• [REQUIRED ACTION] Each entry must be copied exactly, without omission.

========

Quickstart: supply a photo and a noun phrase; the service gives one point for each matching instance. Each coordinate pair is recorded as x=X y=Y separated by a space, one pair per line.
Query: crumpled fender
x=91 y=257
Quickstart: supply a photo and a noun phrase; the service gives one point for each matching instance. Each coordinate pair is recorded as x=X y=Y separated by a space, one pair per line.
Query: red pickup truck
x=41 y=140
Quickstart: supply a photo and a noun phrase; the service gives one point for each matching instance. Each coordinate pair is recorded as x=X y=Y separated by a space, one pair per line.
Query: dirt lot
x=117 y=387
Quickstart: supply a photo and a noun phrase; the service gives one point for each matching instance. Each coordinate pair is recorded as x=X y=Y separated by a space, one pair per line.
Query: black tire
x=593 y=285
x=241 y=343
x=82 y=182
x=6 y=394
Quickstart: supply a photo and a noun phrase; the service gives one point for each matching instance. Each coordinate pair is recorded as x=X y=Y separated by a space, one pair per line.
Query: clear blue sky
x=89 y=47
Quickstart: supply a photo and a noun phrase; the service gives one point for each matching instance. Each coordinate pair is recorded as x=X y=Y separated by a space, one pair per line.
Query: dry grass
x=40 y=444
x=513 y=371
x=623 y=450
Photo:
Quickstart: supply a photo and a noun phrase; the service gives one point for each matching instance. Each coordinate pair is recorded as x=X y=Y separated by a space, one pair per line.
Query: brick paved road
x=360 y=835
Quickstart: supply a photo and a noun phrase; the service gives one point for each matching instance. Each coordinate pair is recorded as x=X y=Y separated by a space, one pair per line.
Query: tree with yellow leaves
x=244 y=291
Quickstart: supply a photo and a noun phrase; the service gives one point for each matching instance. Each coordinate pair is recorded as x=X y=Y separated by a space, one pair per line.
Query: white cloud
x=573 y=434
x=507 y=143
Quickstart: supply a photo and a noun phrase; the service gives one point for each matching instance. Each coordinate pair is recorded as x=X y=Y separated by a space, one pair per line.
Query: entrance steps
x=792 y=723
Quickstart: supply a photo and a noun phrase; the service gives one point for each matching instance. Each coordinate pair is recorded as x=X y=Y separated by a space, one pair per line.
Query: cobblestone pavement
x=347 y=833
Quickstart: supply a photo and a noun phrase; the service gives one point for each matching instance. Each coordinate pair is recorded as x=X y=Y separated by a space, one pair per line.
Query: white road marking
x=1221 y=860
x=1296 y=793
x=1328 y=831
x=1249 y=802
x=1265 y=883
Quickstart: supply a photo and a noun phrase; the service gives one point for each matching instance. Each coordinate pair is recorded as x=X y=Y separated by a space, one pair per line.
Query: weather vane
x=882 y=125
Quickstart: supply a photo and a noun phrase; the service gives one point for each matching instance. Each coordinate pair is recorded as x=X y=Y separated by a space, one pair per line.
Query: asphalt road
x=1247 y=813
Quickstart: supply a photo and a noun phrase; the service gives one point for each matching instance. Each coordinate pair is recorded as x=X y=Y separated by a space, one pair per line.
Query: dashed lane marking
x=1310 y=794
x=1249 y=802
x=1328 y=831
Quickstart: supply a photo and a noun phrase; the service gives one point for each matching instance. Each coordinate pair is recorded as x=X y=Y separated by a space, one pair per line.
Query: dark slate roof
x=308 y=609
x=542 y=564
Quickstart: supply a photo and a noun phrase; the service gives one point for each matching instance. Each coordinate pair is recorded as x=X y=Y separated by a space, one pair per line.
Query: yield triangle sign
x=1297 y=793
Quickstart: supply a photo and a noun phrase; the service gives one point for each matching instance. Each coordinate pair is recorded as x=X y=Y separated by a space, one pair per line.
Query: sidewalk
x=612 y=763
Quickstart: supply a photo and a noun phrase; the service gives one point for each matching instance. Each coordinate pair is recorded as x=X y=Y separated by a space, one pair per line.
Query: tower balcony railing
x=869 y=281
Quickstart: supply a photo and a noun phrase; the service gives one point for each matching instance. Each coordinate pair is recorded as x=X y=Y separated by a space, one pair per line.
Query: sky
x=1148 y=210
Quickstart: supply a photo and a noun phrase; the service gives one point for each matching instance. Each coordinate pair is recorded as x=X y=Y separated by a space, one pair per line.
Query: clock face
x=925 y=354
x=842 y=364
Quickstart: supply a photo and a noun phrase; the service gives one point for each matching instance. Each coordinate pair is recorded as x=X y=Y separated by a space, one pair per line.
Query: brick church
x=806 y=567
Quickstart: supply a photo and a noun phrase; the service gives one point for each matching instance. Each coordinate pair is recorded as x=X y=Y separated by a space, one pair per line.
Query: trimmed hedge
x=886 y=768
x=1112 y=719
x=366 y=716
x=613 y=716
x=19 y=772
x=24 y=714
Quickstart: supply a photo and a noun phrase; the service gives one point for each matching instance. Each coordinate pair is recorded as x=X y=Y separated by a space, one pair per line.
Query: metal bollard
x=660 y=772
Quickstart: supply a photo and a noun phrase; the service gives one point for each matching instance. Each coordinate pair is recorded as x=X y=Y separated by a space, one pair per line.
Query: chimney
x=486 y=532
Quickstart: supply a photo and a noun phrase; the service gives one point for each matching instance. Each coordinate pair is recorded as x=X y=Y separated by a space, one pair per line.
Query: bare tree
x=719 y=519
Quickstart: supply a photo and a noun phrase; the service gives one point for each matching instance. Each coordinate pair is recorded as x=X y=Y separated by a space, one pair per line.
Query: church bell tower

========

• [ANSWER TO THIS EXERCISE]
Quickstart: supply a photo and a noun phrase; the service gives one point for each matching instance. Each coordinate pair is recorded as x=X y=Y separated by a space, one pair per line.
Query: crumpled fender
x=91 y=257
Quickstart: supply a photo and a noun phrase; the service gives one point for each matching instance. Each coordinate pair is recorded as x=X y=Y separated by a space, one pair per line.
Query: red pickup truck
x=41 y=140
Quickstart: supply a photo and a noun phrase; the service gives one point for each matching instance. Each coordinate pair is recorded as x=X y=Y separated by a space, one pair per line.
Query: dirt lot
x=117 y=387
Quickstart: supply a photo and a noun phrase; the service gives one point for each matching instance. Each coordinate pair is recorded as x=X y=Y separated by a space, one pair per line.
Query: black tire
x=593 y=285
x=241 y=343
x=82 y=182
x=6 y=394
Quickstart: supply a photo and a noun phrase; the service gives one point for each matching instance. Each coordinate pair is recorded as x=X y=Y separated by a space, one pair per line.
Query: clear blue sky
x=89 y=47
Quickstart: supply a photo and a noun phrase; the service gives one point for each matching instance. Each coordinate pair is recorded as x=X y=Y separated by a space, one pair per line.
Query: dry grass
x=40 y=444
x=513 y=371
x=623 y=450
Photo:
Quickstart: supply a photo and a noun phrase; the service gives one point for each matching instance. Each coordinate pair is recorded as x=X y=Y separated by a space, one pair per line.
Query: brick paved road
x=360 y=835
Quickstart: supply a photo and a noun phrase; the service gives one point for each matching instance. Each coordinate pair is recorded as x=X y=Y separated by a space, one pair per line.
Query: tree with yellow leaves
x=244 y=291
Quickstart: supply a photo and a noun phrase; the service gives one point for each matching instance. Each coordinate pair is recorded as x=X y=Y separated by a space, one pair per line.
Query: white cloud
x=573 y=434
x=507 y=143
Quickstart: supply a photo and a noun phrase; the service gives one point for each matching instance. Each coordinate pair is recorded as x=X y=Y separated by a space, one pair per line.
Query: entrance steps
x=792 y=723
Quickstart: supply a photo and a noun phrase; the service gives one point for each matching instance. Each coordinate pair is recorded as x=X y=Y separated by a space, one pair per line.
Query: cobblestone pavement
x=347 y=833
Quickstart: supply a photo and a noun phrase; the service gives one point for each matching instance. Each coordinate pair is recorded as x=X y=Y separated by a space, one pair per line.
Query: white road marking
x=1221 y=860
x=1296 y=793
x=1328 y=831
x=1249 y=802
x=1265 y=883
Quickstart: supply a photo and a noun phrase; the service gives one point for each matching instance. Each coordinate pair is recorded as x=X y=Y separated by a space, one pair per line.
Query: weather vane
x=882 y=125
Quickstart: supply a photo and a noun phrase; the service gives one point for each matching instance. Each coordinate pair is recorded as x=X y=Y separated by a space, one pair per line.
Query: asphalt road
x=1247 y=813
Quickstart: supply a photo and a noun phrase; the service gives one point for each matching instance. Each coordinate pair is recorded as x=X y=Y separated by a space, one pair per line.
Query: dashed lane marking
x=1310 y=794
x=1249 y=802
x=1328 y=831
Quickstart: supply a photo and a noun phrase; the service gives one point for each matching instance. Each coordinate pair is recorded as x=X y=Y separated by a space, one pair per line.
Query: dark slate roof
x=308 y=609
x=542 y=564
Quickstart: supply a photo and a noun phrase; the service gives one point for each matching instance. Each coordinate pair is recorded as x=X y=Y separated by a space, one pair per line.
Query: yield triangle sign
x=1297 y=793
Quickstart: supply a photo and a noun phrase; the service gives one point for each matching instance. Each coordinate pair is recorded as x=X y=Y separated by a space, one pair per line.
Query: sidewalk
x=612 y=763
Quickstart: supply a photo and a noun phrase; the service gives one point for each matching instance. Each coordinate pair is recorded as x=X y=Y separated by a space, one pair per line.
Query: tower balcony railing
x=869 y=281
Quickstart: supply a photo and a noun phrase; the service gives one point for each matching instance. Each coordinate pair is recorded as x=X y=Y separated by a space, one pair per line.
Query: sky
x=1148 y=210
Quickstart: supply a photo and a noun phrase; the service gives one point for each matching instance. Each coordinate pair is recorded as x=X y=Y separated by a space, one pair per line.
Query: clock face
x=925 y=354
x=842 y=364
Quickstart: supply a photo and a noun phrase; the service gives one point for each matching instance. Each coordinate pair is recorded as x=X y=Y separated by a space, one pair per line.
Query: brick church
x=806 y=567
Quickstart: supply a photo and a noun phrase; the service gives one point for each matching instance. Each coordinate pair is recorded as x=X y=Y separated by a space, one pair per line.
Query: trimmed hedge
x=886 y=768
x=1112 y=719
x=366 y=716
x=613 y=716
x=19 y=772
x=24 y=714
Quickstart: supply a photo and a noun phrase; the service gives one point for each matching instance. Each coordinate pair is recorded as x=X y=Y separated by a space, one pair per line.
Query: metal bollard
x=660 y=772
Quickstart: supply a photo and a noun phrase; the service gives one point for each matching instance. Each coordinate pair is recorded as x=X y=Y separated by a space, one pair per line.
Query: chimney
x=486 y=532
Quickstart: supply a photo and a noun phrase; the service gives one point for each matching instance. Each coordinate pair is recorded as x=X y=Y separated by a space, one pair per line.
Query: bare tree
x=719 y=519
Quickstart: supply a photo and a noun phrase; the service gives one point for each matching instance. Each coordinate pair is recorded as x=X y=Y separated by a space, one pair per line.
Query: church bell tower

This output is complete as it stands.